EXERCISE GOAL:
Copy the items from the start through the line containing "positive clicks: (766, 376) (760, 340)", inclusive, swapping "approximate" for "rough" and changing nothing else.

◆ ◆ ◆ ◆ ◆

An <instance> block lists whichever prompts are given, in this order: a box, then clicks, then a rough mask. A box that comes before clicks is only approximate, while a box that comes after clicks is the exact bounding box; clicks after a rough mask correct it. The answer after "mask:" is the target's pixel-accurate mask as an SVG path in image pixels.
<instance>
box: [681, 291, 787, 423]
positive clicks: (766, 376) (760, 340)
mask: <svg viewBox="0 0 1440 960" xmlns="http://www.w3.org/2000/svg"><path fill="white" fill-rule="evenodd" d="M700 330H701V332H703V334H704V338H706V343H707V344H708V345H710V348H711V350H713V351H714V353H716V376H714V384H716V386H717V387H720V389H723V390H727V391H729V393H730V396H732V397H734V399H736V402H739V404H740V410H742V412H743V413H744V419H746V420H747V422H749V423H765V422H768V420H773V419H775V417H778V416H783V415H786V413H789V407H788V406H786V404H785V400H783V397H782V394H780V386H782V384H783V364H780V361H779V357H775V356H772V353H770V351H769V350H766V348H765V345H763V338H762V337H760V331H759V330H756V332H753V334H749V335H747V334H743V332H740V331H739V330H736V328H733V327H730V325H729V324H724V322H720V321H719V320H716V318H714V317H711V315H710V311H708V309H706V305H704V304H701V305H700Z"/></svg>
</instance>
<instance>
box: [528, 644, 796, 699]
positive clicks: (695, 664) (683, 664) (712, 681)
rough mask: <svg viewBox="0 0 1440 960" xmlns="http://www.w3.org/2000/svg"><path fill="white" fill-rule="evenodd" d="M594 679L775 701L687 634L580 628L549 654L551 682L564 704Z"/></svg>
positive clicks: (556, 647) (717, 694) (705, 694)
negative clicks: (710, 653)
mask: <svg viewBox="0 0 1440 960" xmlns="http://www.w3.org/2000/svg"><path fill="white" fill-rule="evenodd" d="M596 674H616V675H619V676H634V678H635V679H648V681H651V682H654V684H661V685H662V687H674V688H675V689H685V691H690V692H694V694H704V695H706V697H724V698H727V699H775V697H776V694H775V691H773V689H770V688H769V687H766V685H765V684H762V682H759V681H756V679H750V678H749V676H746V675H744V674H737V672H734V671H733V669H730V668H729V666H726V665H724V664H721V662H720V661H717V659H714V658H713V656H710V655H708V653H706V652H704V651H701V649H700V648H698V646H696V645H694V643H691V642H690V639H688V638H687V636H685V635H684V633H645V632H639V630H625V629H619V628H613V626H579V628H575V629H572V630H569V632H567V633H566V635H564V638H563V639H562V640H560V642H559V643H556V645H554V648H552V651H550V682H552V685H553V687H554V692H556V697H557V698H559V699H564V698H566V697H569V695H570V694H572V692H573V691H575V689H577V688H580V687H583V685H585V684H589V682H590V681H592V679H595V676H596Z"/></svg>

◆ ◆ ◆ ◆ ◆

ANSWER BELOW:
An <instance> block lists whichever prompts are given, in this order: a box, then clicks, then a rough mask. A box that comes before clicks is only rough, while a box that comes after clicks is the exact bounding box; clicks after a rough mask correct it. The answer after "mask:" is the target's pixel-accurate mask as an SVG path in image pixels.
<instance>
box: [681, 291, 787, 423]
positive clicks: (766, 376) (760, 340)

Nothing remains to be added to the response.